EXTRAIT DU TEXTE ▸
Livraison à soi-même – Suppression partielle – Article 17 du projet de loi relatif à la simplification de la vie des entreprises – adoption par le Sénat
Livraison à soi-même – Suppression partielle – Article 17 du projet de loi relatif à la simplification de la vie des entreprises
L’article 17 du projet de loi vise à supprimer l’obligation de déclarer la livraison à soi-même d’immeubles neufs ou de travaux lorsque la TVA relative à ce bien ou à ce service est récupérable à 100% par celui qui fait construire l’immeuble ou qui fait réaliser les travaux.
Une livraison à soi-même d’immeubles neufs continuera à devoir être déclarée dans le cadre de la politique sociale du logement ou, plus généralement, lorsque le constructeur n’est pas en mesure de récupérer 100 % de la TVA relative à cet immeuble.
Ainsi, à titre d’exemple, ne seront plus soumis à la déclaration de la livraison à soi-même d’immeubles neufs, les promoteurs ou les bailleurs d’immeubles intégralement soumis à la TVA.
En revanche, les bailleurs qui ne sont pas intégralement soumis à la TVA (sauf à bénéficier de la tolérance doctrinale aujourd’hui prévue au BOFIP), les cliniques, les exploitants d’EHPAD, les écoles, notamment, demeureront soumis à cette obligation, y compris lorsque l’immeuble est vendu dans les deux ans qui suivent son achèvement (ce qui constitue un cas nouveau de taxation de livraison à soi-même par rapport au régime actuel)
En ce qui concerne la livraison à soi-même de travaux, il en est de même sous réserve des commentaires doctrinaux qui permettent aux non-récupérateurs ainsi qu’aux marchands de biens de ne pas déclarer ces opérations.
S’agissant des modalités de taxation des livraisons à soi-même d’immeubles neufs, on notera que l’article 17 du projet de loi maintient un fait générateur au dépôt de la DAACT et une date limite de liquidation au 31 décembre de la deuxième année qui suit celle de l’achèvement de l’immeuble. Les difficultés soulevées par les règles actuelles laissaient pourtant à penser une évolution sur ces deux points (i.e. retour au critère de l’habitabilité s’agissant du fait générateur de la livraison à soi-même et diminution du délai limite de liquidation).

Enregistrements issus d'un jeu de données
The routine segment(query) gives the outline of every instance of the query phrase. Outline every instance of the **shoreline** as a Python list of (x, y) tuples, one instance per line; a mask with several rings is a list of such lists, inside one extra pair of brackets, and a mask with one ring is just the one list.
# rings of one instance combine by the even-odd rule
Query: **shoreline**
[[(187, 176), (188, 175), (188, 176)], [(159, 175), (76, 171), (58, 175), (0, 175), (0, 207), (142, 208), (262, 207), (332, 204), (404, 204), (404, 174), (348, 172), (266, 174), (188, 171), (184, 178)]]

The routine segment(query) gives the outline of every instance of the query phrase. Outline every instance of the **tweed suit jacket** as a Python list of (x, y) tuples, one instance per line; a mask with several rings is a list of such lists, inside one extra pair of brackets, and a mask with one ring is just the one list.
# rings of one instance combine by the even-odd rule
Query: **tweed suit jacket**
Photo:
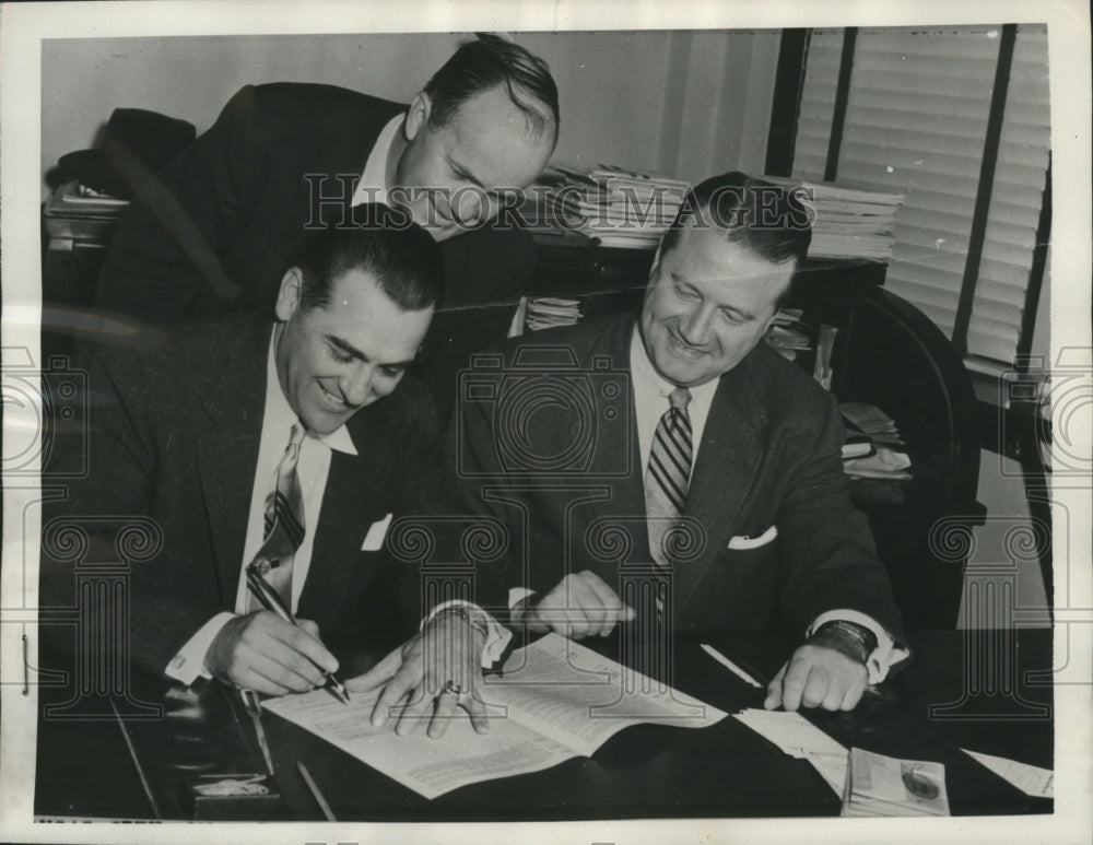
[[(242, 89), (126, 210), (96, 306), (171, 319), (272, 303), (308, 228), (346, 220), (379, 132), (406, 108), (332, 85)], [(344, 203), (319, 203), (316, 191), (344, 196)], [(448, 238), (440, 250), (444, 301), (418, 372), (446, 419), (466, 355), (504, 340), (534, 245), (522, 230), (487, 224)]]
[[(506, 525), (513, 587), (544, 592), (591, 570), (625, 599), (630, 574), (649, 571), (634, 325), (615, 315), (514, 339), (461, 385), (449, 471), (469, 507)], [(832, 397), (765, 344), (720, 377), (671, 567), (675, 630), (800, 636), (850, 609), (901, 638), (842, 437)]]

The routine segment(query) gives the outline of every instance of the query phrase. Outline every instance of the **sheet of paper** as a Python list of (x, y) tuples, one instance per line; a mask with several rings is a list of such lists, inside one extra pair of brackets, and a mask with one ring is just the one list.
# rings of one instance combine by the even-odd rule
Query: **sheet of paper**
[(835, 795), (843, 797), (843, 788), (846, 786), (847, 751), (833, 753), (808, 754), (808, 760), (813, 768), (826, 782), (827, 786), (835, 790)]
[(945, 767), (850, 749), (843, 815), (949, 815)]
[(790, 756), (842, 754), (846, 758), (845, 746), (833, 740), (799, 713), (749, 708), (734, 715)]
[(381, 728), (372, 726), (377, 697), (378, 691), (368, 696), (354, 693), (344, 705), (325, 690), (315, 690), (272, 699), (262, 706), (431, 799), (460, 786), (539, 772), (579, 756), (510, 718), (491, 718), (490, 732), (479, 736), (462, 711), (442, 739), (430, 739), (424, 726), (399, 737), (393, 719)]
[(835, 795), (843, 797), (849, 753), (845, 746), (799, 713), (750, 708), (734, 715), (785, 753), (808, 760)]
[(483, 699), (586, 756), (632, 725), (704, 728), (728, 715), (559, 634), (513, 654)]
[(263, 706), (426, 798), (590, 756), (631, 725), (656, 721), (698, 728), (727, 715), (627, 672), (610, 658), (557, 634), (514, 653), (504, 677), (483, 686), (490, 717), (485, 736), (474, 732), (461, 709), (440, 739), (430, 739), (424, 726), (399, 737), (393, 718), (375, 728), (371, 715), (378, 695), (378, 691), (354, 693), (344, 705), (325, 690), (316, 690), (272, 699)]
[(1027, 763), (1019, 763), (1016, 760), (1010, 760), (1004, 756), (983, 754), (978, 751), (969, 751), (966, 748), (961, 749), (961, 751), (978, 760), (996, 775), (1009, 781), (1025, 795), (1032, 795), (1037, 798), (1055, 797), (1055, 773), (1050, 768), (1041, 768)]

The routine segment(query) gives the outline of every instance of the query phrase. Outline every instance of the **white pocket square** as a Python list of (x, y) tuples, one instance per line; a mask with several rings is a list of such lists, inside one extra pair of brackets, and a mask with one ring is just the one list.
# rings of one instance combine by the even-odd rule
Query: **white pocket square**
[(387, 529), (391, 525), (391, 514), (388, 514), (383, 519), (377, 519), (368, 526), (368, 533), (365, 535), (364, 545), (361, 547), (362, 552), (378, 552), (384, 548), (384, 538), (387, 537)]
[(747, 537), (747, 536), (733, 537), (731, 540), (729, 540), (728, 548), (738, 551), (744, 551), (748, 549), (757, 549), (761, 545), (766, 545), (777, 536), (778, 536), (778, 527), (772, 525), (769, 528), (763, 531), (763, 533), (761, 533), (759, 537)]

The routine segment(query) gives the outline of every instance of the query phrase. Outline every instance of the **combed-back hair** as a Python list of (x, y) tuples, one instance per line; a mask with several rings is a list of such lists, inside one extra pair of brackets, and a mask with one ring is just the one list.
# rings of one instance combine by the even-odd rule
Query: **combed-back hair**
[(557, 85), (546, 62), (490, 33), (479, 33), (478, 40), (456, 50), (425, 85), (432, 104), (428, 122), (444, 126), (460, 104), (497, 85), (505, 86), (536, 133), (550, 132), (557, 140)]
[(801, 188), (773, 185), (739, 171), (712, 176), (687, 192), (661, 250), (675, 246), (687, 226), (713, 227), (726, 240), (780, 263), (803, 262), (812, 240), (812, 215)]
[(436, 305), (444, 290), (439, 246), (409, 215), (381, 203), (357, 206), (351, 223), (343, 221), (309, 235), (290, 267), (303, 273), (304, 309), (326, 307), (331, 282), (351, 270), (372, 273), (402, 310)]

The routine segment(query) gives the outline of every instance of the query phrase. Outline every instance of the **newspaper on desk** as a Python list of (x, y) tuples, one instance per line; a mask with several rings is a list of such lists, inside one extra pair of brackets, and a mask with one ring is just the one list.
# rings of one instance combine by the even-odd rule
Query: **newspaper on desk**
[(395, 718), (373, 727), (378, 695), (354, 693), (346, 706), (316, 690), (263, 706), (430, 799), (591, 756), (632, 725), (704, 728), (727, 715), (557, 634), (515, 652), (503, 677), (484, 685), (490, 717), (484, 736), (461, 711), (440, 739), (431, 739), (421, 727), (399, 737)]
[(843, 799), (843, 815), (949, 815), (941, 763), (847, 750), (799, 713), (745, 709), (734, 715), (785, 753), (808, 760)]
[(945, 767), (850, 749), (843, 815), (949, 815)]

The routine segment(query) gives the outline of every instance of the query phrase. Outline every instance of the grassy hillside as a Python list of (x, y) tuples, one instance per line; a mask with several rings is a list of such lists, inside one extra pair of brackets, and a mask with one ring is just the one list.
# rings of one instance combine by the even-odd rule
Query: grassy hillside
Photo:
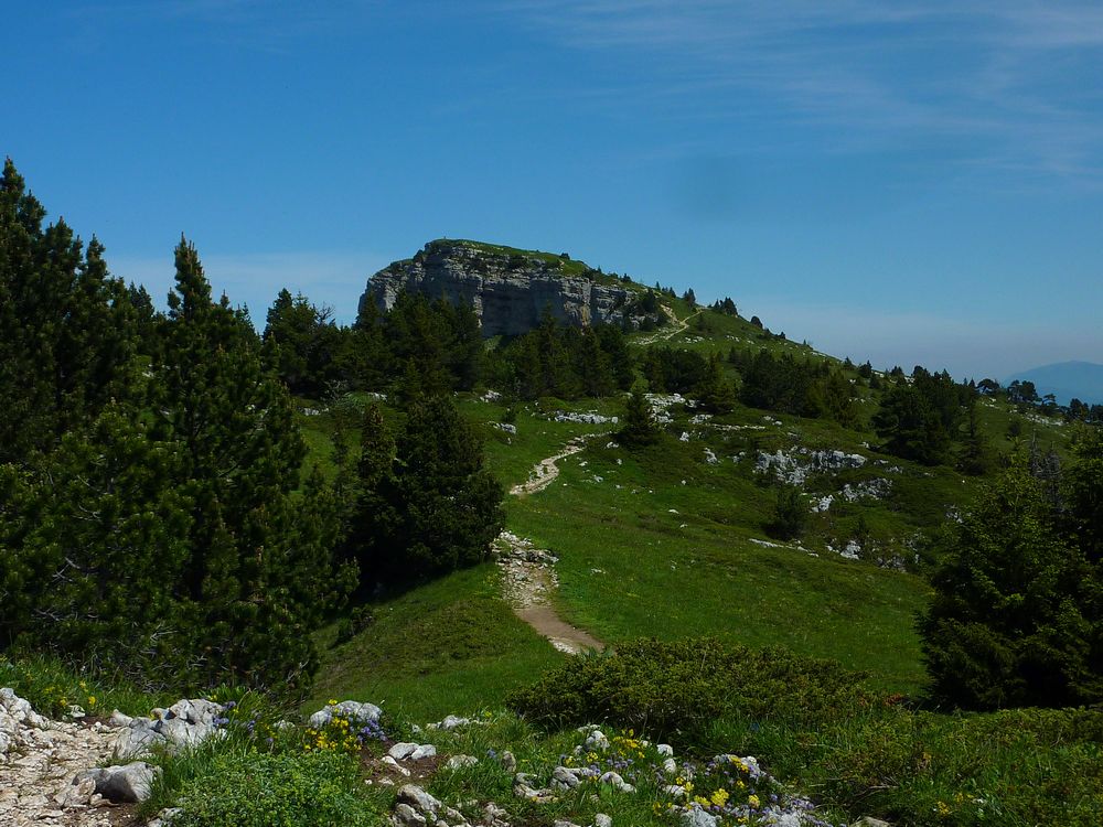
[[(820, 357), (740, 316), (681, 300), (670, 304), (685, 330), (672, 324), (657, 337), (636, 334), (638, 343), (703, 353), (767, 347)], [(557, 421), (565, 412), (619, 416), (620, 398), (543, 399), (511, 409), (478, 395), (459, 402), (479, 427), (488, 463), (506, 488), (569, 440), (590, 437), (585, 451), (560, 463), (553, 485), (506, 501), (507, 528), (559, 557), (556, 604), (568, 622), (613, 645), (635, 636), (698, 635), (780, 644), (867, 672), (879, 689), (917, 695), (923, 668), (913, 621), (929, 590), (915, 573), (891, 569), (922, 568), (923, 536), (968, 502), (976, 481), (877, 452), (870, 447), (877, 438), (866, 430), (876, 395), (863, 387), (861, 396), (869, 411), (858, 430), (745, 407), (702, 418), (675, 405), (666, 411), (668, 438), (643, 452), (617, 445), (618, 426), (611, 422)], [(506, 418), (515, 432), (495, 427)], [(1002, 402), (981, 406), (982, 428), (997, 449), (1010, 445), (1007, 432), (1016, 419), (1025, 426), (1020, 439), (1036, 434), (1041, 445), (1063, 449), (1060, 422)], [(328, 418), (304, 422), (312, 458), (328, 463)], [(782, 452), (806, 461), (815, 450), (866, 462), (810, 473), (802, 482), (810, 509), (828, 496), (831, 506), (808, 514), (799, 541), (775, 540), (767, 533), (777, 502), (774, 472), (758, 469), (758, 458)], [(847, 486), (870, 484), (886, 490), (853, 502), (842, 496)], [(864, 559), (839, 555), (852, 540), (861, 541)], [(375, 624), (332, 651), (314, 699), (386, 696), (427, 713), (443, 713), (449, 704), (499, 701), (558, 656), (513, 617), (497, 597), (496, 577), (486, 567), (374, 606)], [(429, 656), (427, 646), (439, 656)], [(462, 687), (459, 695), (451, 692), (454, 686)]]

CONSIGNE ▸ Veuillez poursuivre le texte sur la livraison à soi-même à partir de sa dernière phrase. Ce matériel est sans lien avec le texte sur la livraison à soi-même.

RÉSULTAT ▸
En ce qui concerne l’entrée en vigueur, le projet prévoit que le nouveau régime serait applicable aux livraisons à soi-même dont le fait générateur interviendrait à compter de après la publication de la loi (amendement CS 72 adopté par la commission spéciale).
En supprimant l’obligation de déclarer une livraison à soi-même chez les 100 % récupérateurs de TVA, le législateur cherche à simplifier les obligations des assujettis. Nous reviendrons prochainement sur les documents que les entreprises devront à présent établir en interne afin d’être en mesure de calculer d’éventuelles régularisations de TVA ou d’établir la documentation à remettre à l’acheteur lors d’une vente relevant de la dispense prévue par l’article 257 bis pour vérifier si, en pratique, cette réforme constitue une véritable simplification.
Autres points de détails : nous surveillerons (i) le lien entre la déclaration n° 940 et l’engagement de construire chez les 100% récupérateurs et (ii) le timing de l’option à la TVA des baux de locaux nus à usage professionnel en cours de construction.
Pour conclure, à ce stade de l’analyse, il convient de rappeler que la taxation d’une livraison à soi-même chez un 100 % récupérateur soulevait une question de compatibilité avec le droit communautaire.
Assemblée nationale – adoption en première lecture – p. 15
Article 257I. – Les opérations concourant à la production ou à la livraison d’immeubles sont soumises à la taxe sur la valeur ajoutée dans les conditions qui suivent.[…]3. Sont également soumises à la taxe sur la valeur ajoutée :1° Les livraisons à soi-même de travaux immobiliers mentionnés au IV de l’article 278 sexies et à l’article 278 sexies A réalisées par des personnes assujetties au sens de l’article 256 A ;2° Les livraisons à soi-même d’immeubles mentionnés au II de l’article 278 sexies réalisées hors d’une activité économique au sens de l’article 256 A par toute personne dès lors assujettie à ce titre.II. – Les opérations suivantes sont assimilées, selon le cas, à des livraisons de biens ou à des prestations de services effectuées à titre onéreux.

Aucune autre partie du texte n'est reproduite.